TEXT SECTION.
□ □ □ □ □ □ □

No Free Lunch Theorem for Machine Learning



The No Free Lunch Theorem is often thrown around in the field of optimization and machine learning, often with little understanding of what it means or implies.

The theorem states that all optimization algorithms perform equally well when their performance is averaged across all possible problems.

It implies that there is no single best optimization algorithm. Because of the close relationship between optimization, search, and machine learning, it also implies that there is no single best machine learning algorithm for predictive modeling problems such as classification and regression.

In this tutorial, you will discover the no free lunch theorem for optimization and search.

After completing this tutorial, you will know:

  • The no free lunch theorem suggests the performance of all optimization algorithms are identical, under some specific constraints.
  • There is provably no single best optimization algorithm or machine learning algorithm.

□ □ □ □ □ □ □

DATA LINES.
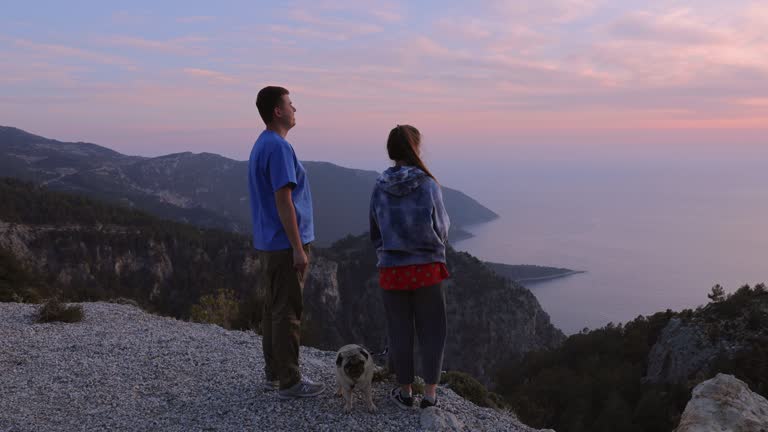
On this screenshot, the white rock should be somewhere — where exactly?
[421,407,464,432]
[675,374,768,432]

□ □ □ □ □ □ □

GIVEN INSTRUCTION. Extend the tutorial on the No Free Lunch Theorem above, picking up right after its final line.

TASK RESULT.
  • The practical implications of the theorem may be limited given we are interested in a small subset of all possible objective functions.

Let’s get started.

No Free Lunch Theorem for Machine Learning

No Free Lunch Theorem for Machine Learning
Photo by Francisco Anzola, some rights reserved.

Tutorial Overview

This tutorial is divided into three parts; they are:

  1. What Is the No Free Lunch Theorem?
  2. Implications for Optimization
  3. Implications for Machine Learning

What Is the No Free Lunch Theorem?

The No Free Lunch Theorem, often abbreviated as NFL or NFLT, is a theoretical finding that suggests all optimization algorithms perform equally well when their performance is averaged over all possible objective functions.

The NFL stated that within certain constraints, over the space of all possible problems, every optimization technique will perform as well as every other one on average (including Random Search)

— Page 203, Essentials of Metaheuristics, 2011.

The theorem applies to optimization generally and to search problems, as optimization can be described or framed as a search problem.

The implication is that the performance of your favorite algorithm is identical to a completely naive algorithm, such as random search.

Roughly speaking we show that for both static and time dependent optimization problems the average performance of any pair of algorithms across all possible problems is exactly identical.

No Free Lunch Theorems For Optimization, 1997.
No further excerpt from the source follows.